- **Extracted material**

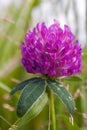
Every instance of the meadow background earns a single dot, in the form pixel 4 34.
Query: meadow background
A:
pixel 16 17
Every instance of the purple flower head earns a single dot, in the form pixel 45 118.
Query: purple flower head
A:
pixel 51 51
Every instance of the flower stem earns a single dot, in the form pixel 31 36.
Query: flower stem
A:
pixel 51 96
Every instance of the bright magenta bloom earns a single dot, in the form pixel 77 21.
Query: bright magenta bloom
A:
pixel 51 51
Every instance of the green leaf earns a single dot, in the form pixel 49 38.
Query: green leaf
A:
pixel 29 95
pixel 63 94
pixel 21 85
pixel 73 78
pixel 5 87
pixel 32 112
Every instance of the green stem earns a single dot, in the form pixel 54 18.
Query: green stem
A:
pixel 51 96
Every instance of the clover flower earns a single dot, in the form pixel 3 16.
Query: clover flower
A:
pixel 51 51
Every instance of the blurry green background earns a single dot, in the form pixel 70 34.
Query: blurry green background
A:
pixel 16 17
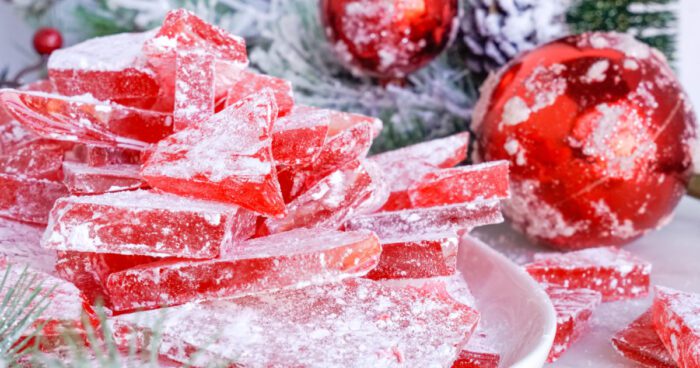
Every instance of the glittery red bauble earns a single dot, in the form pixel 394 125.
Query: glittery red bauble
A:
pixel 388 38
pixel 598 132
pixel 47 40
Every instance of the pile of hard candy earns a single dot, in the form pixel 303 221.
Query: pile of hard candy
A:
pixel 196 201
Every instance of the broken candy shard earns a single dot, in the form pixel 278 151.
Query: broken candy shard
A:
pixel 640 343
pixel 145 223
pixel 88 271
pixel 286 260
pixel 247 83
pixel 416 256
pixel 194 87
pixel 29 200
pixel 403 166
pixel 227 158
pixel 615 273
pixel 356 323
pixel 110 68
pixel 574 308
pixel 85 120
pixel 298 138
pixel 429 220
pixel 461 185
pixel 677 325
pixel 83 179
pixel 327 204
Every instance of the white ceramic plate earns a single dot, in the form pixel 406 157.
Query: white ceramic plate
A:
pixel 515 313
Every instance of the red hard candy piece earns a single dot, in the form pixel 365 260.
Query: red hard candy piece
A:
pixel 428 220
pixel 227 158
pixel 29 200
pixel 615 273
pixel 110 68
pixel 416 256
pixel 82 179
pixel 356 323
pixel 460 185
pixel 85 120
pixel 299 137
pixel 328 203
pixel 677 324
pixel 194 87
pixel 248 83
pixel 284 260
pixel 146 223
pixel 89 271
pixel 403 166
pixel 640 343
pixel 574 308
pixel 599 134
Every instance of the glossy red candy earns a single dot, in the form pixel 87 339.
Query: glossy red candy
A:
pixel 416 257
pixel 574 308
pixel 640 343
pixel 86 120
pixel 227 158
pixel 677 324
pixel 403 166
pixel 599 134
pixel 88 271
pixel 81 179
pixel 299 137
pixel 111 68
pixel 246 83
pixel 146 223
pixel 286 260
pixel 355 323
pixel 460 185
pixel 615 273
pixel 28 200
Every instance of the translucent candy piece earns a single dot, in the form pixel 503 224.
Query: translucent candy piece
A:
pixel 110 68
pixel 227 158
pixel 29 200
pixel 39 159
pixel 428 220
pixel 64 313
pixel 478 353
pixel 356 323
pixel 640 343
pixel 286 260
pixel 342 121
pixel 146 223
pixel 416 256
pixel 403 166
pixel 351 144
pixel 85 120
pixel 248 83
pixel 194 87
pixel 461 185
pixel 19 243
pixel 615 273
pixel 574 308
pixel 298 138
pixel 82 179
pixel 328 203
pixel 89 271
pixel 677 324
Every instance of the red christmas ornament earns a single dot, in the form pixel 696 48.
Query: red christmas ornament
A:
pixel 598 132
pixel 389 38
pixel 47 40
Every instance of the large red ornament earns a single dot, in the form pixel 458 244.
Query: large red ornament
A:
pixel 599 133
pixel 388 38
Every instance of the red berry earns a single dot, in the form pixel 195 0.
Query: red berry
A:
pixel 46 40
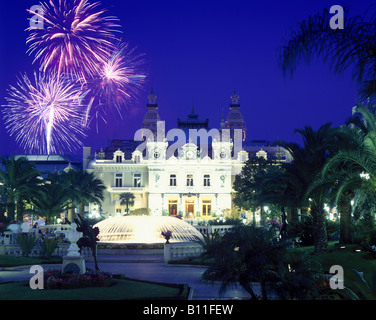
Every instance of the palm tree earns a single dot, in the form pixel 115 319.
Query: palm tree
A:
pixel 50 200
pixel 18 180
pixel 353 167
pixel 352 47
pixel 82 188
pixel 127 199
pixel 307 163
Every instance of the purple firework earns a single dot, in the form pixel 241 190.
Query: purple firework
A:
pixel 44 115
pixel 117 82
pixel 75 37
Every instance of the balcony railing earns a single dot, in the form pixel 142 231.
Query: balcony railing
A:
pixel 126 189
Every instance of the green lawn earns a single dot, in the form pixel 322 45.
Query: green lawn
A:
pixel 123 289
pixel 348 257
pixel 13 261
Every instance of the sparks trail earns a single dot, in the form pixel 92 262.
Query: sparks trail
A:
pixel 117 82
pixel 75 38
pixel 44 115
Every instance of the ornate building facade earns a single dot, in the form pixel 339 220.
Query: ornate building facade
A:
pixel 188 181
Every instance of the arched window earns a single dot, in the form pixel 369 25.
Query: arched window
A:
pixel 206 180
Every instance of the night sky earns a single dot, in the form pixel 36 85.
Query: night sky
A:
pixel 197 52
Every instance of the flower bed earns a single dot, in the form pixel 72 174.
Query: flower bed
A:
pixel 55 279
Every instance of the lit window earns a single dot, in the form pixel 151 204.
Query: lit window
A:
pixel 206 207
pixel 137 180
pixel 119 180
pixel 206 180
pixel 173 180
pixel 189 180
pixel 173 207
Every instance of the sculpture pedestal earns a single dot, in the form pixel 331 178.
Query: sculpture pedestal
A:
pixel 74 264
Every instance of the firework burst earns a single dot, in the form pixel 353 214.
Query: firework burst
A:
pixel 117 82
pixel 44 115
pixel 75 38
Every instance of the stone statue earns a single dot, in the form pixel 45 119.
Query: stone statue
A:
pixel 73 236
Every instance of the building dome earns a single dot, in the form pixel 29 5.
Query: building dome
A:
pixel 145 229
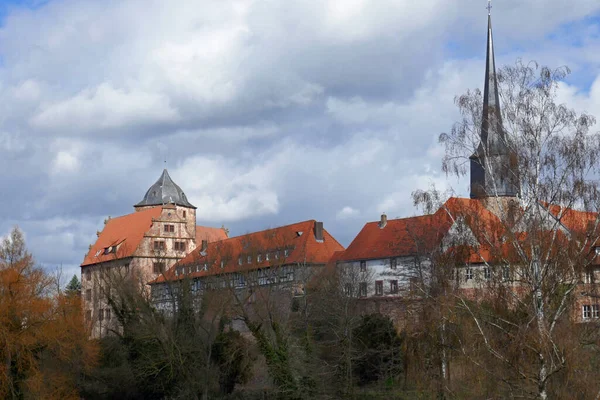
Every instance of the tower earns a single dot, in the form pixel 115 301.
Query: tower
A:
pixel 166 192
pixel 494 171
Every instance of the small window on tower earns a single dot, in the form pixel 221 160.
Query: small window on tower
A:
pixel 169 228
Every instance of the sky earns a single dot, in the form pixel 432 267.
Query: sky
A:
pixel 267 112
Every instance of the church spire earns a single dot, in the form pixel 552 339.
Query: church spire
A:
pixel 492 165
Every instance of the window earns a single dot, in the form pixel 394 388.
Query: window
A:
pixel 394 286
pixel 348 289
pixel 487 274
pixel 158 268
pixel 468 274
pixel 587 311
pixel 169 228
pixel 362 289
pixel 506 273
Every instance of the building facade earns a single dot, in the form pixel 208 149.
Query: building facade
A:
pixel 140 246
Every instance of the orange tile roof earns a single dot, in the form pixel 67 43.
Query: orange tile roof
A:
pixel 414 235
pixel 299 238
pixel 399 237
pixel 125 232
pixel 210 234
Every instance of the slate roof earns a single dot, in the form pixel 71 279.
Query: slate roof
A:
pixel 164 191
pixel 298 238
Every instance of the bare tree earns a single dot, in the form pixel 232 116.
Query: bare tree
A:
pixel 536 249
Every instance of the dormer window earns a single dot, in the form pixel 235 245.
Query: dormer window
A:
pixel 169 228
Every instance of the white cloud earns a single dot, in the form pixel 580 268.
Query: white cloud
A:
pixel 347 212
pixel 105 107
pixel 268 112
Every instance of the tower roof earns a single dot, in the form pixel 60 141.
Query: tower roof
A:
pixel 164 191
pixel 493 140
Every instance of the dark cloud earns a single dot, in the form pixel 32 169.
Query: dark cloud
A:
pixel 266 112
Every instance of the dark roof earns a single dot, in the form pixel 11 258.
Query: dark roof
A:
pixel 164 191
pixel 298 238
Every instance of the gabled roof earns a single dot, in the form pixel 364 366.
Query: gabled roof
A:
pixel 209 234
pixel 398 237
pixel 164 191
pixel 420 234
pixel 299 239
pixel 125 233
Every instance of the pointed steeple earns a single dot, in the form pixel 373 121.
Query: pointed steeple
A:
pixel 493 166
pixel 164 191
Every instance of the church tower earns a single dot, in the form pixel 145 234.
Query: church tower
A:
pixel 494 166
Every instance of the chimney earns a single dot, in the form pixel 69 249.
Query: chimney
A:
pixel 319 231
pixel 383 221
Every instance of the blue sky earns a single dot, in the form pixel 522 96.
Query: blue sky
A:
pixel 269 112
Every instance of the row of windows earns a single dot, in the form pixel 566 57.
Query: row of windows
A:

- **What is required**
Copy out the listing above from the line containing "Every instance of the ornate" up to and including the line containing "pixel 494 171", and leave the pictures out of your copy.

- **The response**
Every instance of the ornate building facade earns a single dot, in the form pixel 339 220.
Query: ornate building facade
A:
pixel 188 181
Every instance of the arched window earns a single dot, in the form pixel 369 25.
Query: arched window
A:
pixel 206 180
Every instance of the night sky earns a single dot, in the form pixel 36 85.
Query: night sky
A:
pixel 197 52
Every instance of the flower bed earns a single dot, in the form pixel 72 174.
Query: flower bed
A:
pixel 55 279
Every instance of the lit window earns a single dot, in the form pixel 151 204.
Query: lit window
A:
pixel 206 207
pixel 137 180
pixel 119 180
pixel 206 180
pixel 173 180
pixel 189 180
pixel 173 207
Every instance of the sculpture pedestal earns a single dot, in the form pixel 331 178.
Query: sculpture pedestal
A:
pixel 74 264
Every instance of the firework burst earns a single dot, in the form pixel 353 214.
Query: firework burst
A:
pixel 117 82
pixel 44 115
pixel 75 38
Every instance of the stone statue earns a single dot, in the form pixel 45 119.
Query: stone statue
A:
pixel 73 236
Every instance of the building dome earns a single dot, in the form pixel 29 5.
Query: building dome
A:
pixel 145 229
Every instance of the tower earns a single dot, in the form pixel 115 301.
Query: tower
A:
pixel 166 192
pixel 494 171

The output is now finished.